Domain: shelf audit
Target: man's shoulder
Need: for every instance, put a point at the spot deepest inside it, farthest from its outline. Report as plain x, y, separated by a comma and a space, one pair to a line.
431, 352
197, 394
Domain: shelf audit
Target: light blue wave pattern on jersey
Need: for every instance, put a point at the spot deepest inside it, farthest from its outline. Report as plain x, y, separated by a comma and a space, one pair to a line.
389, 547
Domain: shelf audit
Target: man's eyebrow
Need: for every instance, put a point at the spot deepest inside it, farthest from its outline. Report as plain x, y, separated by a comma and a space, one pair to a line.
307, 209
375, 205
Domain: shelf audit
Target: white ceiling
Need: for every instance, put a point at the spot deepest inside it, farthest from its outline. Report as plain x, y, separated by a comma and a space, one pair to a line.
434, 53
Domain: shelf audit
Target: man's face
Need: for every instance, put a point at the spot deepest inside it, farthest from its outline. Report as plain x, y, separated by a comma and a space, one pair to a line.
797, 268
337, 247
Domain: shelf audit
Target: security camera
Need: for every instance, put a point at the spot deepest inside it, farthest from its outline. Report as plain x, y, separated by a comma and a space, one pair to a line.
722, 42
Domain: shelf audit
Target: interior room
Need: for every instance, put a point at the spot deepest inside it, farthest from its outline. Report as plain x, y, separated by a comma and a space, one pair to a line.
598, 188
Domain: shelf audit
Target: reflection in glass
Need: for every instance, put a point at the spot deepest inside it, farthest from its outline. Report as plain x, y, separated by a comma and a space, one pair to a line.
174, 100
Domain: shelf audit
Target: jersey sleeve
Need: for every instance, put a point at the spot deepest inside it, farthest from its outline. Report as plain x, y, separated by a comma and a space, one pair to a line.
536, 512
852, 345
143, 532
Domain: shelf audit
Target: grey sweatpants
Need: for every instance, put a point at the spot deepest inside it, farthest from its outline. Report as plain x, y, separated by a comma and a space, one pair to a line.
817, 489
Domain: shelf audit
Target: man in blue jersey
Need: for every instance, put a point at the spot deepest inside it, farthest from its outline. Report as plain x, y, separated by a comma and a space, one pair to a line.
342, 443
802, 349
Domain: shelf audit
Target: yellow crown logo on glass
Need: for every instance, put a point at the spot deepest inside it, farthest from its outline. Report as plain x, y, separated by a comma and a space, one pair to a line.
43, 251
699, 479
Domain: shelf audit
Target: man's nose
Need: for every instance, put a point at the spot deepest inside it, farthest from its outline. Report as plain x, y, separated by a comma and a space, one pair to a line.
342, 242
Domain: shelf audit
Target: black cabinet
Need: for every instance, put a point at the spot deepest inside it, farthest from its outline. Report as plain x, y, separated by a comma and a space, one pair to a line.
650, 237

____

- [EXERCISE]: List every line from the entries above that contains the word "jersey", treating uppercase and lowercase as different.

- [TASK RESPONSE]:
Target: light blue wave pattern on jersey
Target: jersey sleeve
Target: man in blue jersey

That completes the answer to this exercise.